▸ Description of the task
Pictures aside, repeat all the entries below exactly as they appear.

+++ Source material +++

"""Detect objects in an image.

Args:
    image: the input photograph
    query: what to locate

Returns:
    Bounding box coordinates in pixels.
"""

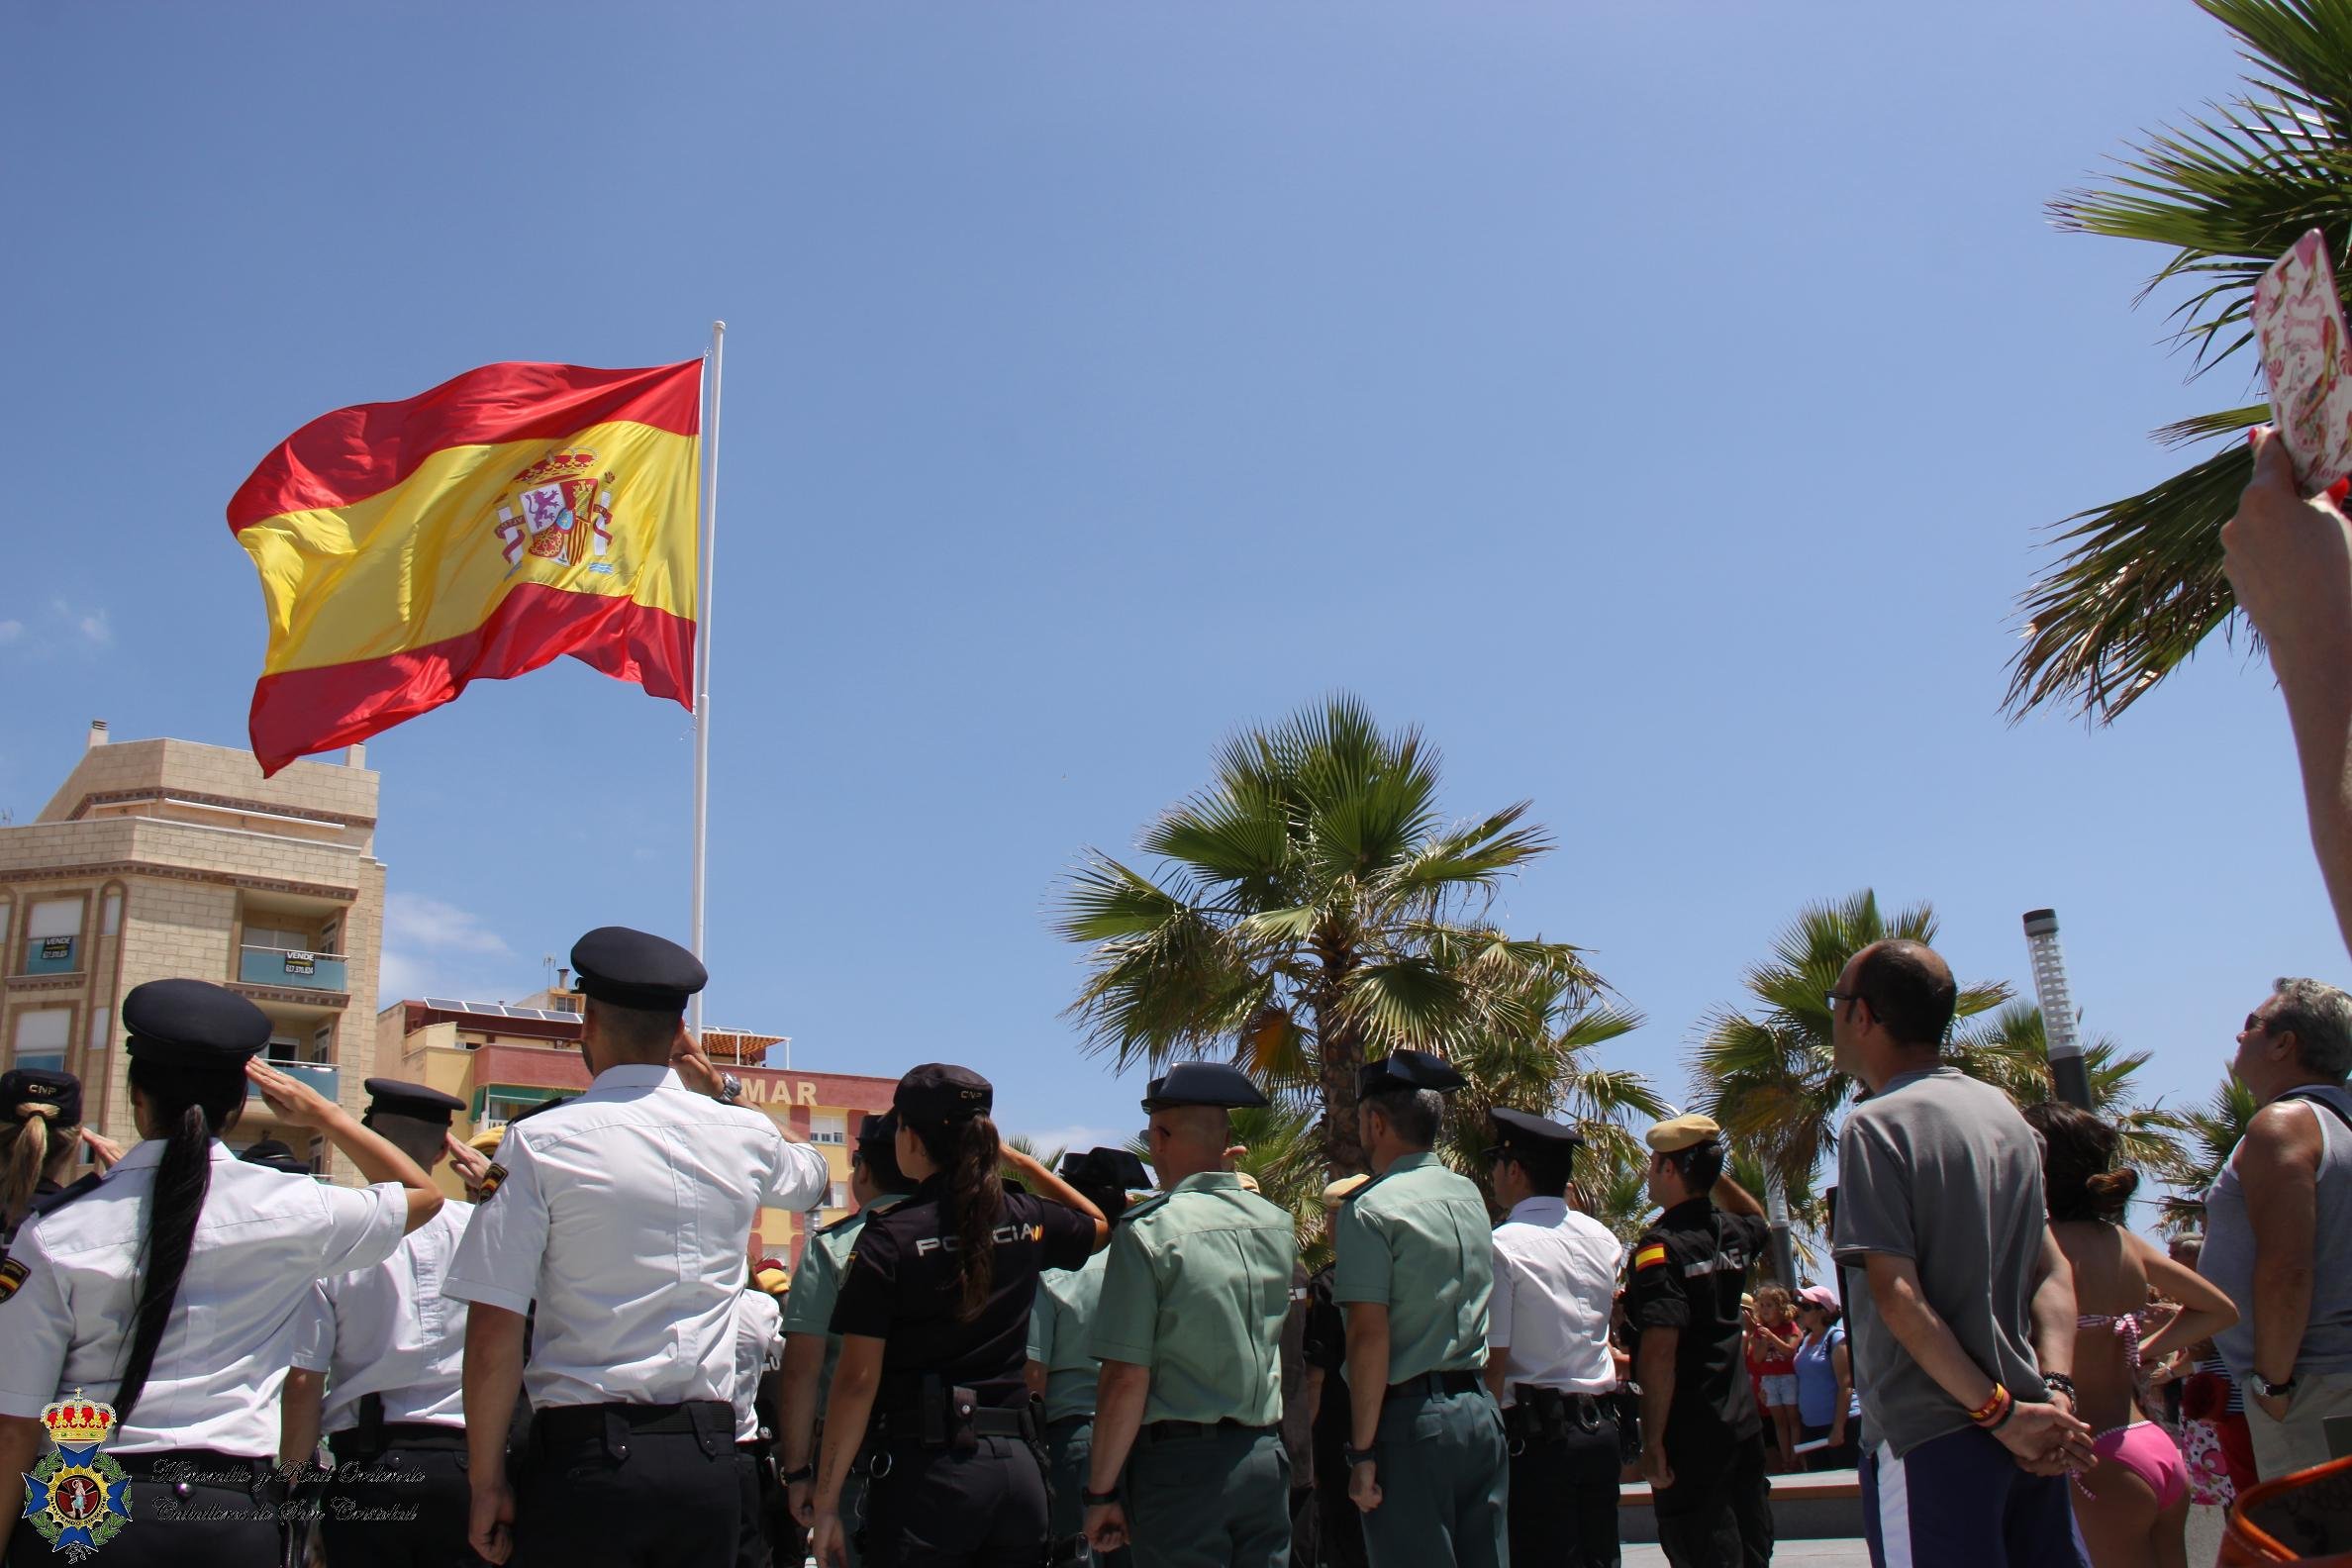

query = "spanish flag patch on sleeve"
[0,1256,28,1302]
[1633,1243,1668,1272]
[477,1163,509,1201]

+++

▸ The answer
"""Detect objects in an image.

Args:
    image: the input photograph
    query: what to locate

Returns:
    Bounding box coordinates in pixels.
"""


query = "spanish flag patch on sleeve"
[0,1256,28,1302]
[1633,1243,1668,1272]
[477,1163,509,1201]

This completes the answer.